WRITTEN TASK – Return, character for character, the lines from the one bearing "Where can the person" through the end of the material. Omit everything before that line.

MATERIAL PROVIDED –
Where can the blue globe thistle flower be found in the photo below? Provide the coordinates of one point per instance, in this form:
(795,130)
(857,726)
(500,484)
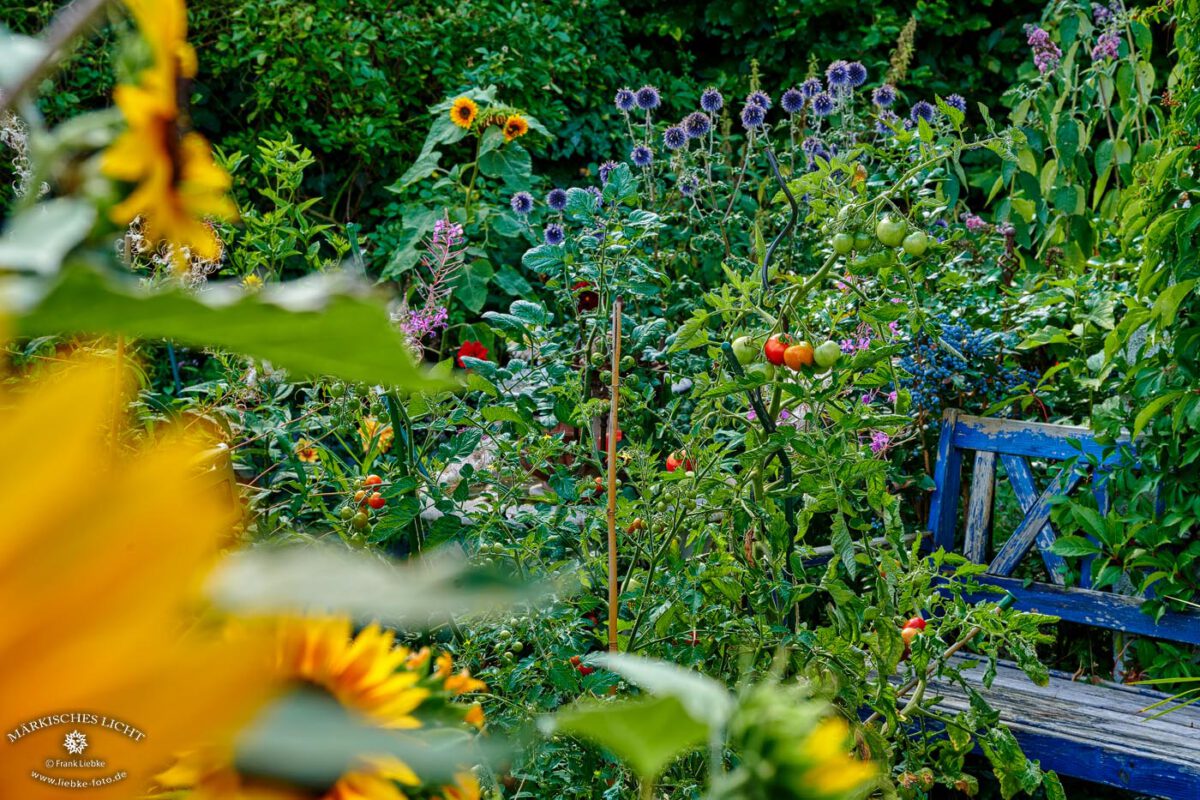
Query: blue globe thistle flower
(712,100)
(605,168)
(792,101)
(557,199)
(885,96)
(885,122)
(822,104)
(921,109)
(648,98)
(760,98)
(696,125)
(856,73)
(522,203)
(753,115)
(838,74)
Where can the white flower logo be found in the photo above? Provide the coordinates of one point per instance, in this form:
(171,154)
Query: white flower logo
(76,743)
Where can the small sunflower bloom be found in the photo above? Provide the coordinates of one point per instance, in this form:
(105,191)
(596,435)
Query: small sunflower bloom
(463,112)
(515,127)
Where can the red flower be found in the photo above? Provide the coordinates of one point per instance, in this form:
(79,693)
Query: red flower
(472,350)
(586,299)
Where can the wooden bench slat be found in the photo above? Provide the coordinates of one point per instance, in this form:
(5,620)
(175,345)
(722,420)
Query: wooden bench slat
(1095,732)
(1032,439)
(1036,518)
(1102,609)
(1020,477)
(983,483)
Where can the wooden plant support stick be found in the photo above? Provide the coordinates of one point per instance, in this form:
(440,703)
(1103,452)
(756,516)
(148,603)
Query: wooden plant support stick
(612,474)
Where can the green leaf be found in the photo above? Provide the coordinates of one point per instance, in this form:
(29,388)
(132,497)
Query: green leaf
(37,239)
(706,701)
(1074,547)
(647,733)
(510,163)
(1152,408)
(321,325)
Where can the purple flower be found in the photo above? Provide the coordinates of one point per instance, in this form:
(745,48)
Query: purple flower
(921,109)
(605,168)
(447,234)
(1108,47)
(856,73)
(647,98)
(838,74)
(1045,53)
(760,98)
(885,122)
(522,203)
(712,100)
(696,125)
(792,101)
(885,96)
(753,115)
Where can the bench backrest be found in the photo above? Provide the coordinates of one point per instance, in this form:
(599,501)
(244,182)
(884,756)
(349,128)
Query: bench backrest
(1013,444)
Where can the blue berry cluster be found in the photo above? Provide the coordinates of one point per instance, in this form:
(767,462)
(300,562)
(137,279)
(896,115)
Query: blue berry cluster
(975,380)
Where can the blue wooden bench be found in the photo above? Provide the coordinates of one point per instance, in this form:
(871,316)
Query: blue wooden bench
(1097,732)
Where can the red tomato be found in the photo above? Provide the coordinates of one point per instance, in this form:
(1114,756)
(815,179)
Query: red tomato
(774,348)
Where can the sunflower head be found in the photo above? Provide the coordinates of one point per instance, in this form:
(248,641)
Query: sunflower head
(515,127)
(462,112)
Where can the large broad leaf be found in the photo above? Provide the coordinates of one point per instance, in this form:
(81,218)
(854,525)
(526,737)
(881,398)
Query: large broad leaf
(322,325)
(706,701)
(309,739)
(647,733)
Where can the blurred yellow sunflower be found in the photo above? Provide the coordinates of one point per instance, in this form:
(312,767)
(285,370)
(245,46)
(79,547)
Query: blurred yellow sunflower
(100,587)
(306,452)
(515,127)
(373,433)
(178,184)
(367,674)
(462,112)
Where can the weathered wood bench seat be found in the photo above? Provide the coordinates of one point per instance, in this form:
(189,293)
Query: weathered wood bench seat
(1095,732)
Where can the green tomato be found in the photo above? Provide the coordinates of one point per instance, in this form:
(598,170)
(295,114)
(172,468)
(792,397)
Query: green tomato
(916,244)
(745,349)
(827,354)
(891,230)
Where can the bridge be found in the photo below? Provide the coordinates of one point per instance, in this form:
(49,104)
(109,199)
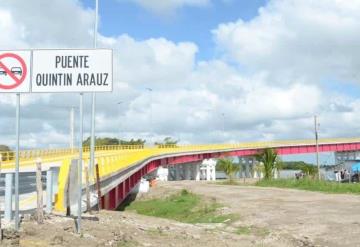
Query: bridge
(121,168)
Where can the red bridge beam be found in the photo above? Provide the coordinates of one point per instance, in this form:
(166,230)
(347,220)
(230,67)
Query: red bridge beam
(118,194)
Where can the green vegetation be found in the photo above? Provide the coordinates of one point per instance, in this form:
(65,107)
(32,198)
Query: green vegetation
(184,207)
(227,165)
(312,185)
(113,141)
(270,161)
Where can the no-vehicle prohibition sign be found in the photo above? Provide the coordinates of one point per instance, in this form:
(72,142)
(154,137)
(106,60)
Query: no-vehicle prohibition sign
(14,71)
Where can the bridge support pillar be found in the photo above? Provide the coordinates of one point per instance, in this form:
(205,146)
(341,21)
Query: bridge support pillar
(49,190)
(208,174)
(197,172)
(187,168)
(8,196)
(177,172)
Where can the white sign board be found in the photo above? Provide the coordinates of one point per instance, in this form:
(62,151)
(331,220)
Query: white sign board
(15,71)
(59,71)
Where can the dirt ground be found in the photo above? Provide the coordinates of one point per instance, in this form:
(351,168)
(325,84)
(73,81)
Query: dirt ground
(285,217)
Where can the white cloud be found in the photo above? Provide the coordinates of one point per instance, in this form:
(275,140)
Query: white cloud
(297,39)
(190,96)
(168,7)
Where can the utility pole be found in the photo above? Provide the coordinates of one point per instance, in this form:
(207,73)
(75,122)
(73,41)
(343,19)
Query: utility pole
(72,128)
(119,104)
(317,145)
(151,120)
(93,100)
(223,122)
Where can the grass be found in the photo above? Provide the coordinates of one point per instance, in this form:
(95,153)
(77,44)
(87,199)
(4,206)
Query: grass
(312,185)
(184,207)
(250,230)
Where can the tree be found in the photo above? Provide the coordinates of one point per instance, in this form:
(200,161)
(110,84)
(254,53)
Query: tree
(269,158)
(310,170)
(228,166)
(106,141)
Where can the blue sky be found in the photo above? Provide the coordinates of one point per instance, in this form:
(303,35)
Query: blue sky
(269,73)
(187,24)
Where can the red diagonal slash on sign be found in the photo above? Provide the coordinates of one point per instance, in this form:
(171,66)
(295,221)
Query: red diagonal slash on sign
(22,64)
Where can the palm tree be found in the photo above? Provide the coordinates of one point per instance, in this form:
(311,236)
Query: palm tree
(268,157)
(227,165)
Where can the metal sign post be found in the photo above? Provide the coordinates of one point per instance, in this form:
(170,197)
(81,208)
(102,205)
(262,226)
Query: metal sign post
(93,102)
(14,78)
(17,162)
(80,163)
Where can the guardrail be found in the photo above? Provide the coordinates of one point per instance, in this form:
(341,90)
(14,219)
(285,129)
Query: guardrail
(31,155)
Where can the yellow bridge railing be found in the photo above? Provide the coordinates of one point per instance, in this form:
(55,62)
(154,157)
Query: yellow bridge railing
(29,156)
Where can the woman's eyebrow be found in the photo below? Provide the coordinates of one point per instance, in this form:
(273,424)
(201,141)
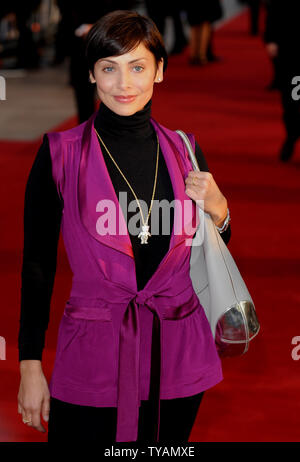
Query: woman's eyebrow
(115,62)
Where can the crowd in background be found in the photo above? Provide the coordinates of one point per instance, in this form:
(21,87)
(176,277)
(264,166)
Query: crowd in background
(281,35)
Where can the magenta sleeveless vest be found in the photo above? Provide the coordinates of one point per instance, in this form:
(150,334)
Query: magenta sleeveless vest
(103,351)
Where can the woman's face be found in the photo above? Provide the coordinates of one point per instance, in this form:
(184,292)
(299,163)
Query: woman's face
(125,83)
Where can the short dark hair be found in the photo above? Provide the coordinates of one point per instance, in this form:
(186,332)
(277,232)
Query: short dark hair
(121,31)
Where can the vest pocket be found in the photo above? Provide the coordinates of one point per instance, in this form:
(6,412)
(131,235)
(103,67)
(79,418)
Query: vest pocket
(86,349)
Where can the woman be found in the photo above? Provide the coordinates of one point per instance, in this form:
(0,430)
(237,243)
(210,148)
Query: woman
(135,351)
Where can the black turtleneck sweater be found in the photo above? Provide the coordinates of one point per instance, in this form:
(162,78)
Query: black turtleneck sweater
(132,142)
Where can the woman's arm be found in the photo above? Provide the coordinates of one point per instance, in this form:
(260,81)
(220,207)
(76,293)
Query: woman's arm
(42,219)
(204,167)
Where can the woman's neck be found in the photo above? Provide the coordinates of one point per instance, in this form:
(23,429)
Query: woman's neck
(137,125)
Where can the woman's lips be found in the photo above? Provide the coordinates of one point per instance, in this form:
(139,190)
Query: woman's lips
(125,99)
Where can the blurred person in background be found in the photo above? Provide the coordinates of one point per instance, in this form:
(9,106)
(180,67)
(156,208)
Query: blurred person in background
(282,37)
(27,54)
(200,17)
(254,10)
(158,11)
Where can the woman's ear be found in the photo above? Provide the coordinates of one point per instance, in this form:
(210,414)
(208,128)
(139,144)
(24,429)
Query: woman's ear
(160,72)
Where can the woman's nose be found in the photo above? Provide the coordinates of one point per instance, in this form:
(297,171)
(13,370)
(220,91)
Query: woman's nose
(124,80)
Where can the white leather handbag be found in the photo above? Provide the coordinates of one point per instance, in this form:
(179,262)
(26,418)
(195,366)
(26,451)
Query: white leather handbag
(219,285)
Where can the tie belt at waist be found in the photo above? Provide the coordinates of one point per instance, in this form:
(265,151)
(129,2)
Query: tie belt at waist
(128,400)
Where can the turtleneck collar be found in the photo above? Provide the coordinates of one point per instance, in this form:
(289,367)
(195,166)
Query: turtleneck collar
(137,125)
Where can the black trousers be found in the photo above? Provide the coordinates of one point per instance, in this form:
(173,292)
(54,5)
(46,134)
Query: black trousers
(74,423)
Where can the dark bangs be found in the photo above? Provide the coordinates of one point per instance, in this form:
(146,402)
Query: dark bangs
(120,32)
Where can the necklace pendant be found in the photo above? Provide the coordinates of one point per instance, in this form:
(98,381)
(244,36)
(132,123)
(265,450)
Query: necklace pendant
(144,234)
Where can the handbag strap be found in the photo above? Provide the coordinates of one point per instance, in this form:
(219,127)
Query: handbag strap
(189,149)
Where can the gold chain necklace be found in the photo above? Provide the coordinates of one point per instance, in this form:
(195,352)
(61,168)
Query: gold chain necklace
(144,234)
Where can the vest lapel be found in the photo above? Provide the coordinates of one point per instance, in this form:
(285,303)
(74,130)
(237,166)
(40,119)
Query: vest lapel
(94,185)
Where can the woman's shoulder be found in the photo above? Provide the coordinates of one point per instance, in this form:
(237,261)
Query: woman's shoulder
(70,134)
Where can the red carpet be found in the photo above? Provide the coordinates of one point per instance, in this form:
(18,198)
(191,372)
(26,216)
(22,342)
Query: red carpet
(238,125)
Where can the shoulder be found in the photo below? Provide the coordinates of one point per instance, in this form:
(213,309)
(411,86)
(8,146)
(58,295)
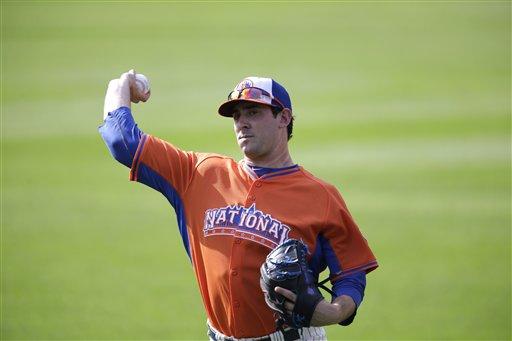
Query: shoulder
(208,160)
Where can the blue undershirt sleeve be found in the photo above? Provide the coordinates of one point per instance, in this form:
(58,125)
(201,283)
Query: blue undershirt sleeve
(121,135)
(353,286)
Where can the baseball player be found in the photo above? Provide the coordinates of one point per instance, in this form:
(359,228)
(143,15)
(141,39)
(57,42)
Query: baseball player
(231,214)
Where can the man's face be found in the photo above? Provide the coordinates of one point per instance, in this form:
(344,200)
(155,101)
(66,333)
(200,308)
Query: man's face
(256,129)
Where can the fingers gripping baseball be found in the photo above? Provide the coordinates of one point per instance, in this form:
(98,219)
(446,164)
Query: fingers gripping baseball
(289,304)
(121,92)
(139,86)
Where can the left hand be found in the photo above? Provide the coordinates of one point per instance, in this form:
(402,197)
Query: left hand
(325,313)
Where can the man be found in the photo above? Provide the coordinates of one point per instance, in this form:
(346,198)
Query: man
(232,214)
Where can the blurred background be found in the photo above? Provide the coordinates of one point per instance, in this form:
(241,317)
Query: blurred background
(404,106)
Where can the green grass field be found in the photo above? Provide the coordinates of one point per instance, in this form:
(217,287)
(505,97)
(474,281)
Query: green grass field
(404,106)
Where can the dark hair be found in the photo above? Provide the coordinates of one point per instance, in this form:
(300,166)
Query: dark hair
(289,129)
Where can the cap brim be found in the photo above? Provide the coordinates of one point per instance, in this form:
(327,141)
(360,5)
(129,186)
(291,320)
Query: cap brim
(226,108)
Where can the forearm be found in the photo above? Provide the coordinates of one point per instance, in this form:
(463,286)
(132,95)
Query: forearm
(333,313)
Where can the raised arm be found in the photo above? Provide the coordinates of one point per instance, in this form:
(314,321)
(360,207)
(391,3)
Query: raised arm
(121,92)
(119,131)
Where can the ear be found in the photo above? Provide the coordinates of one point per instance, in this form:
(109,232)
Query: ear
(285,117)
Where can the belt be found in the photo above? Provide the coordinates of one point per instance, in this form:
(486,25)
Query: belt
(289,335)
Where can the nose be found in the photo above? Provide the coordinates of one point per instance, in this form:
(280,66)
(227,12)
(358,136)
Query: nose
(241,122)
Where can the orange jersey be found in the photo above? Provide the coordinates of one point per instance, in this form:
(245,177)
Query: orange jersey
(230,220)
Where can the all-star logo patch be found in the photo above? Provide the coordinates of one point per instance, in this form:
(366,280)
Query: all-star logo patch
(247,223)
(246,83)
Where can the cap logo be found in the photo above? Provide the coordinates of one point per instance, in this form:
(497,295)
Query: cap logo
(246,83)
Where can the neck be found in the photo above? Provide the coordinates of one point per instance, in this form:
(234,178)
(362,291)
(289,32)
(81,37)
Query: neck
(279,159)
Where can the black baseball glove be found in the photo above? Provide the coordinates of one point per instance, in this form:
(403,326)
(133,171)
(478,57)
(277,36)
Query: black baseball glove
(286,267)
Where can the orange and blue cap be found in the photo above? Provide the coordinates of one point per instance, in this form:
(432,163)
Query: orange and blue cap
(259,90)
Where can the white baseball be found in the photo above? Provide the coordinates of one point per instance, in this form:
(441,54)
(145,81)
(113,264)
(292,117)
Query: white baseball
(142,83)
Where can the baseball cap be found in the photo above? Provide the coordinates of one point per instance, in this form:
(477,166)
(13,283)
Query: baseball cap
(258,90)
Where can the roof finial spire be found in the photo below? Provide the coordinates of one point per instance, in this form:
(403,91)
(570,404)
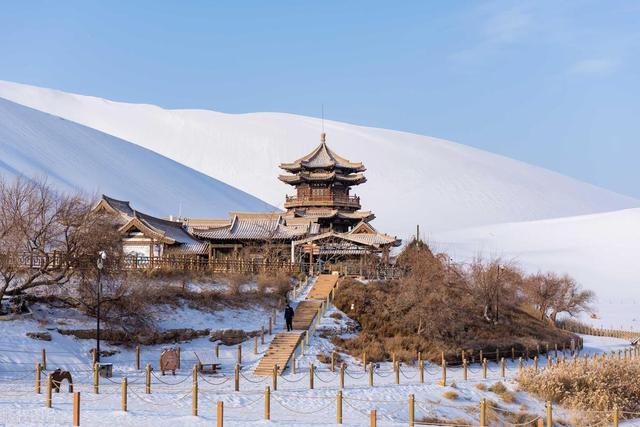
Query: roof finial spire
(323,136)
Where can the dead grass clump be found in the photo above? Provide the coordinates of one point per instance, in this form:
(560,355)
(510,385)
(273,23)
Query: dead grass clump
(598,386)
(451,395)
(235,281)
(336,316)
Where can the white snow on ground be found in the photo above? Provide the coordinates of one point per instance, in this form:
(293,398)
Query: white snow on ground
(600,251)
(413,179)
(293,404)
(75,157)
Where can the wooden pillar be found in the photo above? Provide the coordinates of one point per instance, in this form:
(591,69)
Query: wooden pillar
(38,375)
(76,408)
(123,390)
(267,403)
(220,414)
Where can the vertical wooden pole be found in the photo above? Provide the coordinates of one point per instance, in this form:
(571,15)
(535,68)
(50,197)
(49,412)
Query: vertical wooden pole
(147,376)
(76,408)
(311,373)
(220,414)
(411,410)
(96,379)
(123,391)
(194,393)
(49,386)
(483,413)
(38,375)
(274,378)
(267,403)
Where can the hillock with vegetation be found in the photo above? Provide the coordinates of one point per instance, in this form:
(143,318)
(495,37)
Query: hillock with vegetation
(440,307)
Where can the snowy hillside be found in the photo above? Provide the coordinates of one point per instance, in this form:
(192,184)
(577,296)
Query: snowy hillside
(412,179)
(75,157)
(600,251)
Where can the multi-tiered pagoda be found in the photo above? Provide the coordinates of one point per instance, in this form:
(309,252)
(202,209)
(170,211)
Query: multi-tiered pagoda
(323,182)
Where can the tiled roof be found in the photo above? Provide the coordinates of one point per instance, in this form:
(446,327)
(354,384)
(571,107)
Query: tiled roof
(322,157)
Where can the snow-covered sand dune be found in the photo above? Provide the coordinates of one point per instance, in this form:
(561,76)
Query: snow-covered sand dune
(413,179)
(599,250)
(75,157)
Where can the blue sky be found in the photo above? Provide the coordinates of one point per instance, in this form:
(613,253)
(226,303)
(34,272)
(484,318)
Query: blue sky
(551,83)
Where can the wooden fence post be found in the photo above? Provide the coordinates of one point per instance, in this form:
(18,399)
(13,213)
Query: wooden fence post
(220,414)
(48,398)
(267,403)
(123,390)
(76,408)
(411,410)
(138,357)
(96,379)
(464,369)
(311,373)
(274,378)
(194,393)
(147,376)
(483,413)
(38,375)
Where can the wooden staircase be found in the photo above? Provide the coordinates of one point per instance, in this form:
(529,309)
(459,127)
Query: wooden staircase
(279,352)
(323,286)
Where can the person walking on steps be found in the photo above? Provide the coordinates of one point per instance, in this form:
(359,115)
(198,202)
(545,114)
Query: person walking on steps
(288,317)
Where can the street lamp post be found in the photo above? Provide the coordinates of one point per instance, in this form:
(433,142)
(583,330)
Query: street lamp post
(102,256)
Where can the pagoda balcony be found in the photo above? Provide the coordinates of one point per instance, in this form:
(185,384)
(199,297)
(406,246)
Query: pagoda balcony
(351,202)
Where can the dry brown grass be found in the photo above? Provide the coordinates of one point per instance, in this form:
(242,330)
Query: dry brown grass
(451,395)
(598,386)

THE OUTPUT –
Where can the person walking on steps be found in the photo above? Provide the coordinates of one point per instance, in this form:
(359,115)
(198,202)
(545,114)
Query: person walking on steps
(288,317)
Where can the street lamp post be found in the photo above? Provide the coordinates of one point per instance, in this form:
(433,142)
(583,330)
Query: street lamp post
(102,256)
Where can the pagoda balcony be found in the photo above? Provide the coordinates of one point per instance, in this form:
(185,384)
(199,297)
(406,246)
Query: pagoda balcony
(351,202)
Where can the dry brown grass be found in the photo above? Provide the coordinates of one point per instance, in this form:
(242,330)
Query: dry brown grass
(451,395)
(598,386)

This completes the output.